● SHORT PROBLEM
Please count the lines below that contain the word "rear", and reply with that number only.

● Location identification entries
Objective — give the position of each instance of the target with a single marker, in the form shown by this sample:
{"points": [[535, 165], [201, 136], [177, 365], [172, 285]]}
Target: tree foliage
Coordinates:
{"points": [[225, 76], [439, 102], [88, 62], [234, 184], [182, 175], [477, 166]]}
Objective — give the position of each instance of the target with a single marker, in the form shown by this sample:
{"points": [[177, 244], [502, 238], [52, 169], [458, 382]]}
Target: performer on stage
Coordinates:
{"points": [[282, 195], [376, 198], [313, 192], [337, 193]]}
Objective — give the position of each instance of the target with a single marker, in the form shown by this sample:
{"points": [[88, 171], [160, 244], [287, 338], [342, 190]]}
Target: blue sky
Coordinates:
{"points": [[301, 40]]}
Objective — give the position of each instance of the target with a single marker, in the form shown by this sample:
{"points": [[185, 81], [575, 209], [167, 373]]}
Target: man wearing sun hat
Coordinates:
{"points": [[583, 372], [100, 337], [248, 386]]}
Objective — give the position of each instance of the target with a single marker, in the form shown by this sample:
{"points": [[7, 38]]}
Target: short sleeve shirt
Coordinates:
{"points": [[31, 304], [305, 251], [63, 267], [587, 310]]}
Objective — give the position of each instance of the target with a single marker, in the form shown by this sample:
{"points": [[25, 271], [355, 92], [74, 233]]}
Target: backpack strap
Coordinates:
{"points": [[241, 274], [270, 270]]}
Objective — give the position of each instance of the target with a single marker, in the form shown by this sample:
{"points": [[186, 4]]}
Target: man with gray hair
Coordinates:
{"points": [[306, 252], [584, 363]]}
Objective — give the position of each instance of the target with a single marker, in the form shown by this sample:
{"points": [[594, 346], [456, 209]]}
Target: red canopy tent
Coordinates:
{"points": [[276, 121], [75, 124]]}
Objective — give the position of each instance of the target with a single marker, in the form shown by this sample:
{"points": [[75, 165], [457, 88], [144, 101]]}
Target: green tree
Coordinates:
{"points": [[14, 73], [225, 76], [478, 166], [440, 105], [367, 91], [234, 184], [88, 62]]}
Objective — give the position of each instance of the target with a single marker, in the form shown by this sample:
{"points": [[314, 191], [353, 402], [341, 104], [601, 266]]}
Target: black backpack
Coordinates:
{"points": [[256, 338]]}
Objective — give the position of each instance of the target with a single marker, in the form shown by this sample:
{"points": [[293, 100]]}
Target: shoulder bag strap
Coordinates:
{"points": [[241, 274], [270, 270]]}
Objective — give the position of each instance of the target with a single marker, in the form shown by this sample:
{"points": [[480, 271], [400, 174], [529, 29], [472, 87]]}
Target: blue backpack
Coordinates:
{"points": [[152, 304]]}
==
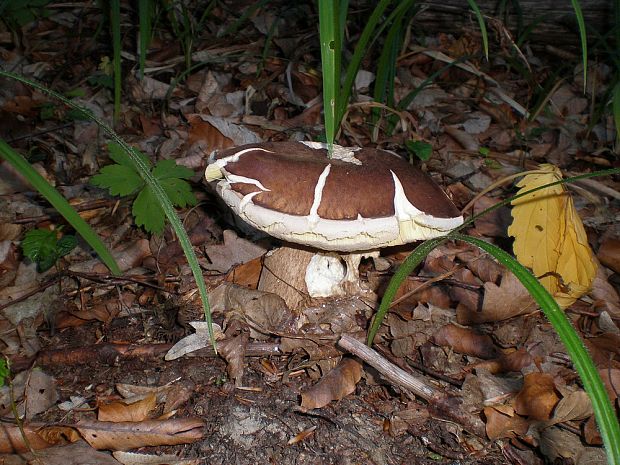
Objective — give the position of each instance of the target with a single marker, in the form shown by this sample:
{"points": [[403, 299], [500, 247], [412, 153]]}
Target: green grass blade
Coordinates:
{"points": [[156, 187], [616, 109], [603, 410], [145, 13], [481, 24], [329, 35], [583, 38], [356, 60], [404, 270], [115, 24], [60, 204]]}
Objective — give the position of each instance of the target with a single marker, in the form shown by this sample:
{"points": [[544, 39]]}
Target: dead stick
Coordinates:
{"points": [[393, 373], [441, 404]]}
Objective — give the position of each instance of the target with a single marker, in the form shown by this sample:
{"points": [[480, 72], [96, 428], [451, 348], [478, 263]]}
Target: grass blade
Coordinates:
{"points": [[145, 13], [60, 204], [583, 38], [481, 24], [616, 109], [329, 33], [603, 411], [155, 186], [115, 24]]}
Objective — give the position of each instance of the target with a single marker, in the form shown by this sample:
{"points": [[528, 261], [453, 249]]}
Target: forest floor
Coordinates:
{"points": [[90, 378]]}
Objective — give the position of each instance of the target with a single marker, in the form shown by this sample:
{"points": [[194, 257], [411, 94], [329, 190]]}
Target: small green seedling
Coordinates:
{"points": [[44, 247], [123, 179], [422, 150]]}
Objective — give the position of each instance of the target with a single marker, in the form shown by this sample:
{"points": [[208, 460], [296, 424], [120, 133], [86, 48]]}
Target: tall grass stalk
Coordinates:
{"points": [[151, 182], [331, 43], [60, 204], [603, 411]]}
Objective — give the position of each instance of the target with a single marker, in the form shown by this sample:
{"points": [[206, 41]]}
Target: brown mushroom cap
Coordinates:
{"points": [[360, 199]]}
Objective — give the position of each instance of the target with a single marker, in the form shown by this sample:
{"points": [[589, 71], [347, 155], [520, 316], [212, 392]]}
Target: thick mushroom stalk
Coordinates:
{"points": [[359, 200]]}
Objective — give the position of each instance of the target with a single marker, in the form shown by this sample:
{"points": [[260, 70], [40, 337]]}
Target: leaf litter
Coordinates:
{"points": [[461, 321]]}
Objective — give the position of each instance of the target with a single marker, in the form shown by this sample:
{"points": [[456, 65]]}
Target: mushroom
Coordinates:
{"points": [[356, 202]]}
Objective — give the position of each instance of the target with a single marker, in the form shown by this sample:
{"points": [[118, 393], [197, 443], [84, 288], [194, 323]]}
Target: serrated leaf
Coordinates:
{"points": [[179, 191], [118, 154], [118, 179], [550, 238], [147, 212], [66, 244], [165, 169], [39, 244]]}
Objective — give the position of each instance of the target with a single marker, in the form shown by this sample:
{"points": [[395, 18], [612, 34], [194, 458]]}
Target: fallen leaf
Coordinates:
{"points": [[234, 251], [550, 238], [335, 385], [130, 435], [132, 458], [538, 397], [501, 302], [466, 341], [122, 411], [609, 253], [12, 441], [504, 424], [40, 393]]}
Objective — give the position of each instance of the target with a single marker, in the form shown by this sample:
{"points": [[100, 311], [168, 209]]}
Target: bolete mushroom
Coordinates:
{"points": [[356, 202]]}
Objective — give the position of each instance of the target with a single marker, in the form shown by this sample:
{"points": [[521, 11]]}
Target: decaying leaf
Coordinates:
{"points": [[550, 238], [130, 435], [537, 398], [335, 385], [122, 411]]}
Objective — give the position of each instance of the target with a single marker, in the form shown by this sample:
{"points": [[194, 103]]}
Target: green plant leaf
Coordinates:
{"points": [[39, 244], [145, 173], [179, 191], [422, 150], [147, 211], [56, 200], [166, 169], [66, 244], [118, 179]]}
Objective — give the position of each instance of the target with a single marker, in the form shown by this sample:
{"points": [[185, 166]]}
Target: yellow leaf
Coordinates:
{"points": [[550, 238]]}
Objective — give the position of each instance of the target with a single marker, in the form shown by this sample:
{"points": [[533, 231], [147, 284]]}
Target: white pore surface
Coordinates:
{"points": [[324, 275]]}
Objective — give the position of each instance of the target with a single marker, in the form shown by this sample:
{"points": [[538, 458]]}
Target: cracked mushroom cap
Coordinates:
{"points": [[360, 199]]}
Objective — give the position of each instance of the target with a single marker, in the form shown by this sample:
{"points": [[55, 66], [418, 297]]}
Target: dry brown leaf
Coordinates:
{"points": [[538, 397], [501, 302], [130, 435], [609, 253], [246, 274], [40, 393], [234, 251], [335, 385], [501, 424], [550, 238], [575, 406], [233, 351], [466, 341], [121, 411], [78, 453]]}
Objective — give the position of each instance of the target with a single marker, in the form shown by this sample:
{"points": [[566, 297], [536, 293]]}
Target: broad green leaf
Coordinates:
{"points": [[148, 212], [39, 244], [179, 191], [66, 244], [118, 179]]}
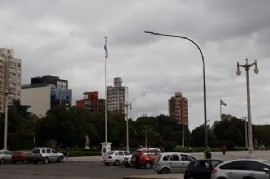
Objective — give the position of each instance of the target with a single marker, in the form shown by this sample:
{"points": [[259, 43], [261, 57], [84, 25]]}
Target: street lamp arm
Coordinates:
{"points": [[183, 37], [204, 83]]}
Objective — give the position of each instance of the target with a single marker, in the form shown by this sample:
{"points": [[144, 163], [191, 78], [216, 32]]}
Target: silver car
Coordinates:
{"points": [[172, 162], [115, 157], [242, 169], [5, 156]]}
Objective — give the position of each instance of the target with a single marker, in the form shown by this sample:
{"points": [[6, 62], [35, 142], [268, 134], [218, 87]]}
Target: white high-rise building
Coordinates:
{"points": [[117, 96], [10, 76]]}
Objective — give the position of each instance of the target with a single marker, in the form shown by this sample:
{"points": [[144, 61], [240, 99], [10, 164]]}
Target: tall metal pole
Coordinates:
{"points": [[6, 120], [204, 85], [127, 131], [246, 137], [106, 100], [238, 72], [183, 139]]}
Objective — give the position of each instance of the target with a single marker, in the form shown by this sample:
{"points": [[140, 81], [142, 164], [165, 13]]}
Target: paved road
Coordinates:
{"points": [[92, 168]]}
* * *
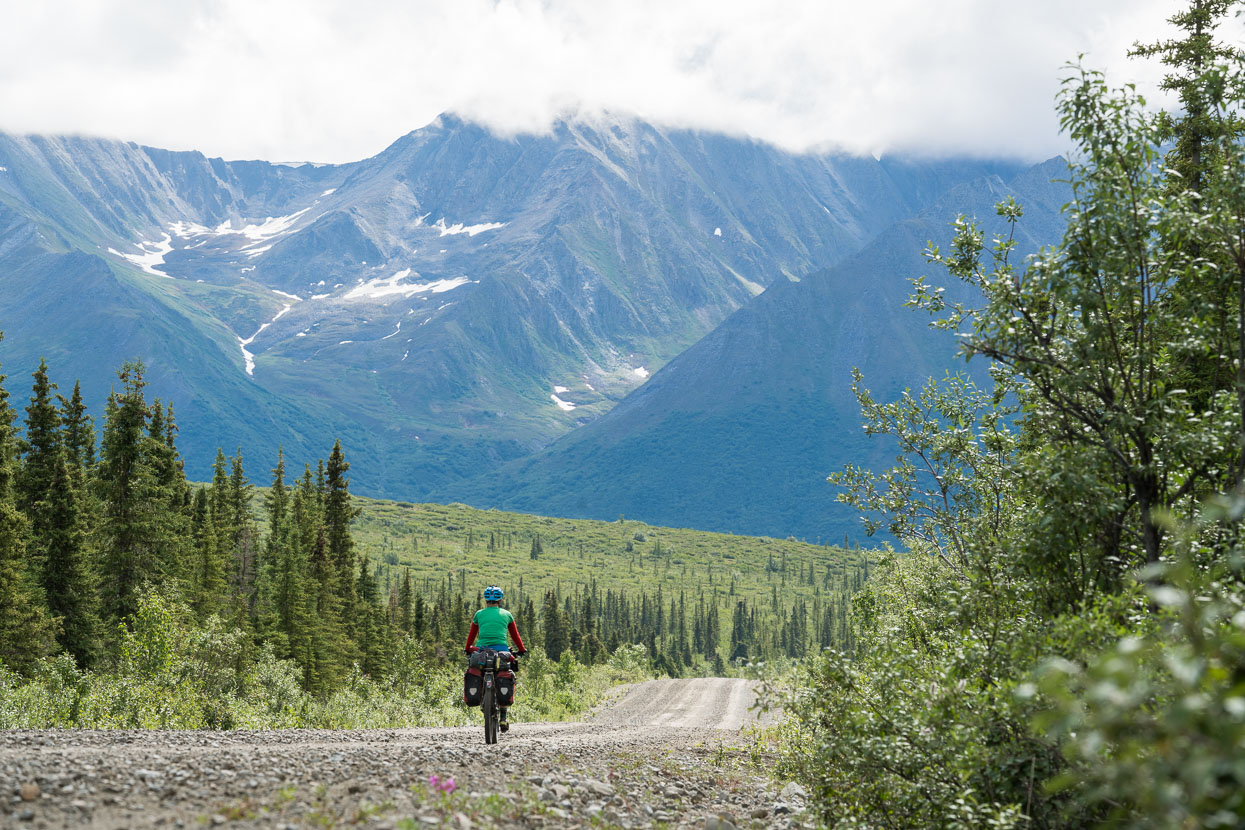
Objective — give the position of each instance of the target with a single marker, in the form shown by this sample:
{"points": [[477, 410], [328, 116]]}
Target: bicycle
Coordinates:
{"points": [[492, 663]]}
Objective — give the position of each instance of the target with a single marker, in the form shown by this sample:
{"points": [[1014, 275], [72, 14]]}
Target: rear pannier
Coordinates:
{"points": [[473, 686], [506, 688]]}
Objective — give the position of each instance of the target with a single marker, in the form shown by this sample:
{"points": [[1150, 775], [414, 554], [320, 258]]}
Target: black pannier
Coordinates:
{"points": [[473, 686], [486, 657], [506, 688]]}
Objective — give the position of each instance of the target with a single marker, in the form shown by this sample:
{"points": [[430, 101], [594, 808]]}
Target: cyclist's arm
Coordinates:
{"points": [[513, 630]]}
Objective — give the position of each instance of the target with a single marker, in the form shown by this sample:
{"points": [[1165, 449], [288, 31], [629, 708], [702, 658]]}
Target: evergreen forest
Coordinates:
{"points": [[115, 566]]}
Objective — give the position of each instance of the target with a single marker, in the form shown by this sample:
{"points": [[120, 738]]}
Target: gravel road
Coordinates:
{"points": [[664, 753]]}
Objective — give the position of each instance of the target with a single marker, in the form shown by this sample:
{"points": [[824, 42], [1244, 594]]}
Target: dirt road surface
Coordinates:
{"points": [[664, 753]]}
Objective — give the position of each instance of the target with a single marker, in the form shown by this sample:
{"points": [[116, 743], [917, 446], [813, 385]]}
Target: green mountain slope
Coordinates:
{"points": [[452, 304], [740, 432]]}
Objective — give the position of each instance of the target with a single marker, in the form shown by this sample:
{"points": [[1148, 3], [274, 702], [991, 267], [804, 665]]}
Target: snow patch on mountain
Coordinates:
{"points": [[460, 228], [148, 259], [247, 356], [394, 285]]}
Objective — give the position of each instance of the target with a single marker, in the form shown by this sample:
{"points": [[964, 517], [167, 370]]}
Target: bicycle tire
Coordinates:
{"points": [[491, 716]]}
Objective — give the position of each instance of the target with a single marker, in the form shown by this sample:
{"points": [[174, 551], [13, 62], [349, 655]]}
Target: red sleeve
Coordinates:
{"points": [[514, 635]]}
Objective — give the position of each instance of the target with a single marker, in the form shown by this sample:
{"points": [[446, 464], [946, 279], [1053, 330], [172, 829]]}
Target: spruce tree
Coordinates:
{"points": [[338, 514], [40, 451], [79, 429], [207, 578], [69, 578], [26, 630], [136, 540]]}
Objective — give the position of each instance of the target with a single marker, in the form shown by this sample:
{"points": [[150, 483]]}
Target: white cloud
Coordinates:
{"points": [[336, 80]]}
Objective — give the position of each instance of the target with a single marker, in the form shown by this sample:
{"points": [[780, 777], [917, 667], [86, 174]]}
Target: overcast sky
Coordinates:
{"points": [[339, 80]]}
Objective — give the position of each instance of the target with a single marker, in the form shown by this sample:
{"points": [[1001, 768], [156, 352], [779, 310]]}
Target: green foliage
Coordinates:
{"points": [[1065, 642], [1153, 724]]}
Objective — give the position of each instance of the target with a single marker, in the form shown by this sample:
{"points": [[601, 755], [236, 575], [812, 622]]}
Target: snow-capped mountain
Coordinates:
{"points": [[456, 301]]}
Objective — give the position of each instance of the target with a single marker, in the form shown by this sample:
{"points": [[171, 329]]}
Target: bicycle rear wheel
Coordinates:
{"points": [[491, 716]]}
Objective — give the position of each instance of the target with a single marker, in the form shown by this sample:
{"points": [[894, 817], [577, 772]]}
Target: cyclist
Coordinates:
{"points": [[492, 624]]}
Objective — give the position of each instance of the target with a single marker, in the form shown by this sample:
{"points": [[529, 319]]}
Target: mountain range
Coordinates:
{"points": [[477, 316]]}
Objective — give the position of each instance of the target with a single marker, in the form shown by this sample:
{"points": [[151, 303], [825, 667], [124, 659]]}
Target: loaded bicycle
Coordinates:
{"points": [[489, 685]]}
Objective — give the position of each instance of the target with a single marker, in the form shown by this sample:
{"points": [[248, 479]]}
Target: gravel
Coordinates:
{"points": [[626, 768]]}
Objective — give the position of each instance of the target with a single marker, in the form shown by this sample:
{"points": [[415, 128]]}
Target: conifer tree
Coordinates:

● RESPONSE TO THIS EXERCISE
2